- WORK TO COMPLETE -
Return the records below word for word, but leave out the pictures.
>> start EXTRACTED INFORMATION
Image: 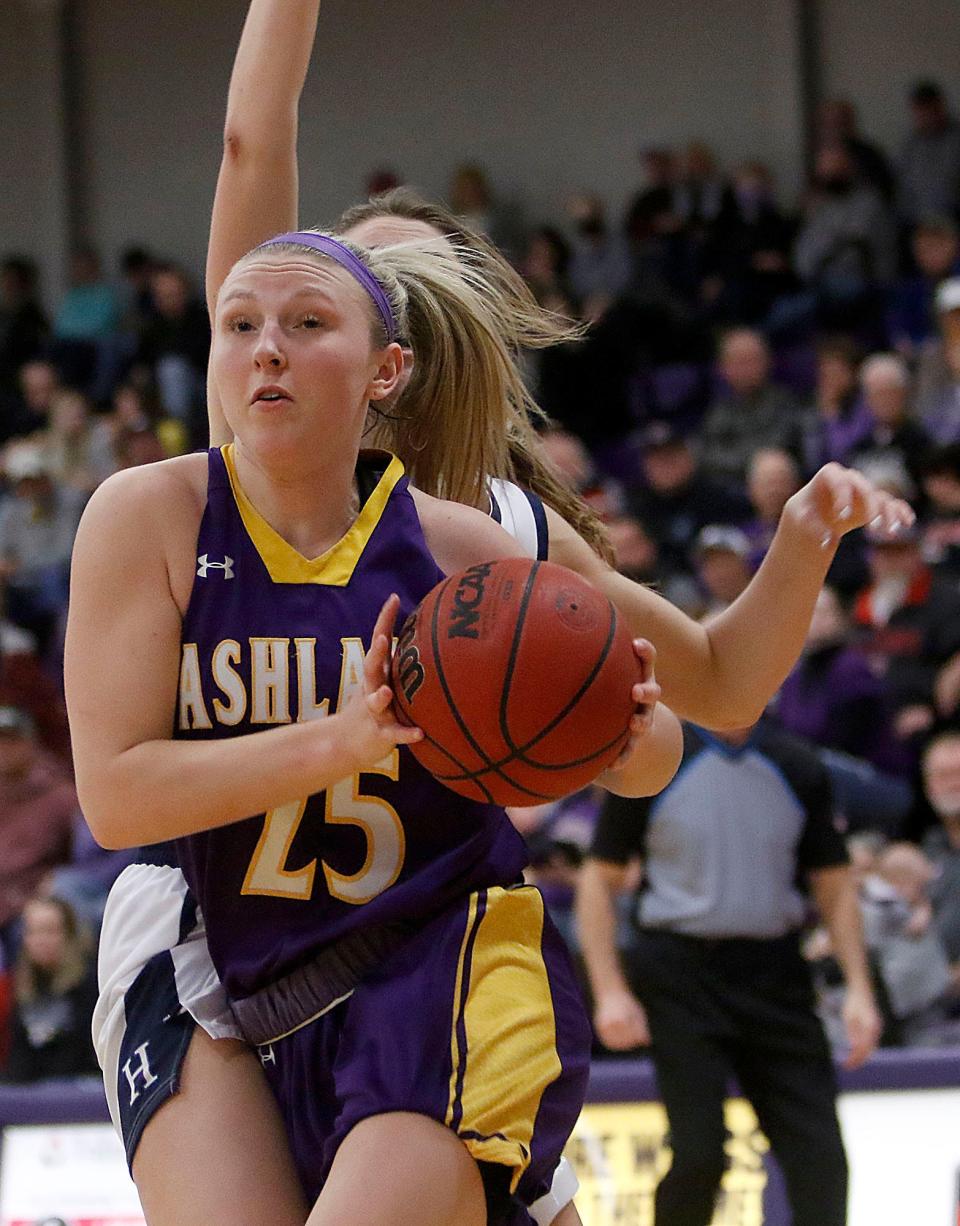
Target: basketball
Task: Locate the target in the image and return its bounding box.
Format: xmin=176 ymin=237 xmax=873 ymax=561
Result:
>> end EXTRACTED INFORMATION
- RESULT OF THIS EXERCISE -
Image: 
Target: basketball
Task: Locate the target in the image and return its bounding box.
Format: xmin=176 ymin=237 xmax=873 ymax=561
Result:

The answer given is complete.